*** TEXT PASSAGE Section Begins ***

Work

  • Nov 2020 - present

    PACT Pharma (South SF, CA)

    Bioinformatics Data Scientist

    PACT Pharma is a clinical stage immuno-oncology company dedicated to engineering personalized TCR T-cell therapies. As a Bioinformatics data scientist, I work on multiple projects including but not limited to selecting neoantigens to target, building predictive models, analyzing clinical data, developing cloud scalable pipelines etc.

  • Jun-Sep 2019

    Adaptive Biotechnologies (Seattle, WA)

    Computational Biology Intern, Antigen Map

    Antigen Map is a collaborative project of Adaptive Biotech and Microsoft Research where the goal is identifying disease-associated T-Cell receptor sequences and repertoire features to help build immune-based diagnostics. While I was an intern in the Antigen Map team, I developed a novel computational method (Ordered Clustering of Clones using weak Classifiers or OC3), for the identification of TCR-antigen pairs that bind, from data generated by Adaptive's MIRA assay. OC3 comprises feature generation, using maximum-likelihood for ordered clustering using those features, and cross-validation to select the optimal features. I built a Python package (oc3-py) that includes scalable implementation of the method and easy-to-use CLI commands. Using oc3-py, we identified tens of thousands of antigen-specific TCRs by analyzing data from multiple MIRA experiments.

*** TEXT PASSAGE Section Ends ***
*** RECORDS SUPPLIED Section Begins ***

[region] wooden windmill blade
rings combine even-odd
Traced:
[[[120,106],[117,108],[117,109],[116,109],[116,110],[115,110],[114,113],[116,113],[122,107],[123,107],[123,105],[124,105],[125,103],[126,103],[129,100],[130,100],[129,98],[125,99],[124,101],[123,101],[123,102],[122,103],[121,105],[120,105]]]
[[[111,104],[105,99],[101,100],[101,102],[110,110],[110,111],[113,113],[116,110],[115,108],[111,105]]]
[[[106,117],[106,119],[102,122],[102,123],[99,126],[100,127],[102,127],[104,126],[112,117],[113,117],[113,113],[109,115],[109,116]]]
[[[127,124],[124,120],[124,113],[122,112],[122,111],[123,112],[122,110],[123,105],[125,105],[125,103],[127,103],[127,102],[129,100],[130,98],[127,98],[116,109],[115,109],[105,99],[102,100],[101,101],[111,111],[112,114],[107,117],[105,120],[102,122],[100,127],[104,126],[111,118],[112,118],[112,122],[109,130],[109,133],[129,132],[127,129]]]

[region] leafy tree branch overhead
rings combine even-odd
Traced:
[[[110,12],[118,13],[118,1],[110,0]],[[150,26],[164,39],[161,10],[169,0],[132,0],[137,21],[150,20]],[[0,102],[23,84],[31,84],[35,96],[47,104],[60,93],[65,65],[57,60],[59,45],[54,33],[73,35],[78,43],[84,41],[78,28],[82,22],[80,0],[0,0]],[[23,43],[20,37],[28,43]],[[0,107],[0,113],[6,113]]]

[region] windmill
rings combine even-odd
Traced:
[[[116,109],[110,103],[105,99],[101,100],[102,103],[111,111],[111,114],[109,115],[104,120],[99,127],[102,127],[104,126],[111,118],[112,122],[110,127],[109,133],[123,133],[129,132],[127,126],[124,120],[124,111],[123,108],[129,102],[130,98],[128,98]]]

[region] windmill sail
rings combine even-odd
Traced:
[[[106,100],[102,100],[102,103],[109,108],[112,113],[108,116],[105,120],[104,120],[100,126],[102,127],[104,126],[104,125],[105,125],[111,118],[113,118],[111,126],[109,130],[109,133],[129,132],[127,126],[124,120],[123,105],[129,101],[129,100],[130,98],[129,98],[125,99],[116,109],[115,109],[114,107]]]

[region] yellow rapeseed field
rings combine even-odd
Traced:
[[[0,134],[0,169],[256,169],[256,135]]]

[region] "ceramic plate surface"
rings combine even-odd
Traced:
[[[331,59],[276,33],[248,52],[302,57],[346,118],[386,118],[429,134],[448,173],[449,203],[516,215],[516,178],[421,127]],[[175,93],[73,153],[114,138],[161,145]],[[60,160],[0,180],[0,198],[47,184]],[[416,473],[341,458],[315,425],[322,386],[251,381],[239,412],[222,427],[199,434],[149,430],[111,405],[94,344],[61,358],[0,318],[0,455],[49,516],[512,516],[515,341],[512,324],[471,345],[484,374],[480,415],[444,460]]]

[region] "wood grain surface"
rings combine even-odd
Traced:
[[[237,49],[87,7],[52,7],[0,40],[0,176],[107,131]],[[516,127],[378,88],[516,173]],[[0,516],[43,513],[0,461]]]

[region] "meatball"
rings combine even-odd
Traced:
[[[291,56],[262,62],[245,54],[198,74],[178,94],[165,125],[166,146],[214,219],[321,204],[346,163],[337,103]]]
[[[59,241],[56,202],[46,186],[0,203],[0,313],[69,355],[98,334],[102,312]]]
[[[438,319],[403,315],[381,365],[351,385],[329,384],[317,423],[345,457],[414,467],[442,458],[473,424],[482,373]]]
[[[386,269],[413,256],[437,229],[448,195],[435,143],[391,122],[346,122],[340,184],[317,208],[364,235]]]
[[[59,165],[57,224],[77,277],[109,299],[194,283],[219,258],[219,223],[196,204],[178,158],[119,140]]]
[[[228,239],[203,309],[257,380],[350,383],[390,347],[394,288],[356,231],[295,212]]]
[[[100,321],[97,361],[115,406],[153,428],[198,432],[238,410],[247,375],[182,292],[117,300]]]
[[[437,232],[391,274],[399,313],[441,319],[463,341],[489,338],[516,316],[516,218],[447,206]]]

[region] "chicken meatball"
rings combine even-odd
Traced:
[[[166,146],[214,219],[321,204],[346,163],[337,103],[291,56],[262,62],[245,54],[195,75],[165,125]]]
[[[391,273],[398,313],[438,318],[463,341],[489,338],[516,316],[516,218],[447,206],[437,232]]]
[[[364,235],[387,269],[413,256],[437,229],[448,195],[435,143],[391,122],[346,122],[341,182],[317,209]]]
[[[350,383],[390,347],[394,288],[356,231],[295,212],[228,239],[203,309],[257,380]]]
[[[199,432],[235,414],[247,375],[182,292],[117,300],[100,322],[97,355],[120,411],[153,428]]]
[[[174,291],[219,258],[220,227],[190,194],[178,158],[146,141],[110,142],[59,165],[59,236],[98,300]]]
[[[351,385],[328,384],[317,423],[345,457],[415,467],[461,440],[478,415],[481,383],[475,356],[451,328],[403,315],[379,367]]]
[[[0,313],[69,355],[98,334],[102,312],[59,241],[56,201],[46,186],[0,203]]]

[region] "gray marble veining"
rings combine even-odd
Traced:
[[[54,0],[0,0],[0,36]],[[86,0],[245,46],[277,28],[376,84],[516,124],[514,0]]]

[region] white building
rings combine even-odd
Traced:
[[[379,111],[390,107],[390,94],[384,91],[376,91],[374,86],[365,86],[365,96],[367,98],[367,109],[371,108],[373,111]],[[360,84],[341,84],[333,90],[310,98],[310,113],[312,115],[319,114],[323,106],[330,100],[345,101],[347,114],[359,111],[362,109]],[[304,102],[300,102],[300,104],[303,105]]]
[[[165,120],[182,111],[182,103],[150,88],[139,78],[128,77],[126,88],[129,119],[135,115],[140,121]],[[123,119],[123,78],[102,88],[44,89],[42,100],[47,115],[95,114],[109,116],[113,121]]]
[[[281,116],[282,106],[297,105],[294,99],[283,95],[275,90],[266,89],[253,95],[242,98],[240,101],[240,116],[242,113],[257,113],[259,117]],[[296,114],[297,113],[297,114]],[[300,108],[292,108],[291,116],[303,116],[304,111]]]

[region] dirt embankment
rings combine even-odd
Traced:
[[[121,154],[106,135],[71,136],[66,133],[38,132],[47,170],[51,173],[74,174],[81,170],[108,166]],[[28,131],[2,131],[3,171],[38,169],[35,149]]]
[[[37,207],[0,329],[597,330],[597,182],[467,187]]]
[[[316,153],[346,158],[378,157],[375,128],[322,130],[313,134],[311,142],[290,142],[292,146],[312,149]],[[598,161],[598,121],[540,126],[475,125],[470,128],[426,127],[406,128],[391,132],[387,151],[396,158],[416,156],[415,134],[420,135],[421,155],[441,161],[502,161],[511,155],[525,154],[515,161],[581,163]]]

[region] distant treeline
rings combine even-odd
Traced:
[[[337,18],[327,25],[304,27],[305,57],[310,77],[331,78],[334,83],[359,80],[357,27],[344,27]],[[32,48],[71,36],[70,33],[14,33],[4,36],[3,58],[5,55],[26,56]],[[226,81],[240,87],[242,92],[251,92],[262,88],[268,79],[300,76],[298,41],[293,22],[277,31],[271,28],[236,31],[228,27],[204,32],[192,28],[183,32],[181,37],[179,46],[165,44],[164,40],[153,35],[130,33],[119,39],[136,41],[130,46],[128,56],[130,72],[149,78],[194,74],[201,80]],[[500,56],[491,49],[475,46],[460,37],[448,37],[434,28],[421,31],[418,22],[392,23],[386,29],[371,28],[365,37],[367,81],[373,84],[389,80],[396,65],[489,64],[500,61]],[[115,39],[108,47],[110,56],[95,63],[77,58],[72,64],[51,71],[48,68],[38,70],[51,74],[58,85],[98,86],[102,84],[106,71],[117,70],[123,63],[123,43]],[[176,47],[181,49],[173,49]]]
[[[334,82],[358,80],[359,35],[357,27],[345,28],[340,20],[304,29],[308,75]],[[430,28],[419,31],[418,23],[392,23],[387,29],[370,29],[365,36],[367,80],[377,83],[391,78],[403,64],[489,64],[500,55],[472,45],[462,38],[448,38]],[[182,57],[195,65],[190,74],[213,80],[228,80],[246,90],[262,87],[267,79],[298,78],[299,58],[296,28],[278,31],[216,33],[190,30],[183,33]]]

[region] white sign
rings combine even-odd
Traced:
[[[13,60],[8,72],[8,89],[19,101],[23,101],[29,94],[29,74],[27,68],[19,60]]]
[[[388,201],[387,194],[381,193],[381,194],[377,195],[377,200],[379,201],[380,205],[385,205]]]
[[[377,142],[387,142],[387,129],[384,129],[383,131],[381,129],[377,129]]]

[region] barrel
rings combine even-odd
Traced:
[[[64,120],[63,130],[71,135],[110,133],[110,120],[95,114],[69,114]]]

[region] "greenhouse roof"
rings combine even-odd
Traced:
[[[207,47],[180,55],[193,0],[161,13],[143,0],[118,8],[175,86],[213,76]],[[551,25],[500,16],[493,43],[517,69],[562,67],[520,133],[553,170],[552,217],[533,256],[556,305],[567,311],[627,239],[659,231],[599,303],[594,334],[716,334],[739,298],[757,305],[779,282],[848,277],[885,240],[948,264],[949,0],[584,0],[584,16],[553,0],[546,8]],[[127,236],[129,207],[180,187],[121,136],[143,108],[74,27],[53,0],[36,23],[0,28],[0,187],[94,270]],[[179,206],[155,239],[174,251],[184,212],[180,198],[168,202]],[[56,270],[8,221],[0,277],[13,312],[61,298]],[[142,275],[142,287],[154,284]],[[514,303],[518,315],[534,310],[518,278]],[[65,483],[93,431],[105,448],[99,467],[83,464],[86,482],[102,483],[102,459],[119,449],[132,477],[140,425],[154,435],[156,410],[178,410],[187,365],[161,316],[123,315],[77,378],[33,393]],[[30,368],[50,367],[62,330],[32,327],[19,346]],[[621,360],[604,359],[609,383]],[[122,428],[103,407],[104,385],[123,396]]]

*** RECORDS SUPPLIED Section Ends ***

▸ LIST OF TASKS:
(A) In the work-history text, rewrite the passage from "PACT Pharma (South" up to and including "Biotechnologies (Seattle, WA)", changing every "PACT Pharma" to "PACT Therapeutics".
(B) Say whether each statement agrees with the work-history text, answering yes or no and quoting the words that decide it.
(i) The internship at Adaptive Biotechnologies ran from June to September 2019.
(ii) Antigen Map is a collaborative project of Adaptive Biotech and Google.
(iii) OC3 uses cross-validation to select the optimal features.
(C) Answer these questions from the work-history text.
(i) Where is PACT Pharma located?
(ii) What is the name of the Python package built during the internship?
(iii) Data from which assay did OC3 use to identify TCR-antigen pairs?

▸ EXPECTED RESULTS:
(A)
PACT Therapeutics (South SF, CA)

    Bioinformatics Data Scientist

    PACT Therapeutics is a clinical stage immuno-oncology company dedicated to engineering personalized TCR T-cell therapies. As a Bioinformatics data scientist, I work on multiple projects including but not limited to selecting neoantigens to target, building predictive models, analyzing clinical data, developing cloud scalable pipelines etc.

  • Jun-Sep 2019

    Adaptive Biotechnologies (Seattle, WA)

(B)
(i) Yes: "Jun-Sep 2019"
(ii) No: "a collaborative project of Adaptive Biotech and Microsoft Research"
(iii) Yes: "cross-validation to select the optimal features"

(C)
(i) South SF, CA
(ii) oc3-py
(iii) Adaptive's MIRA assay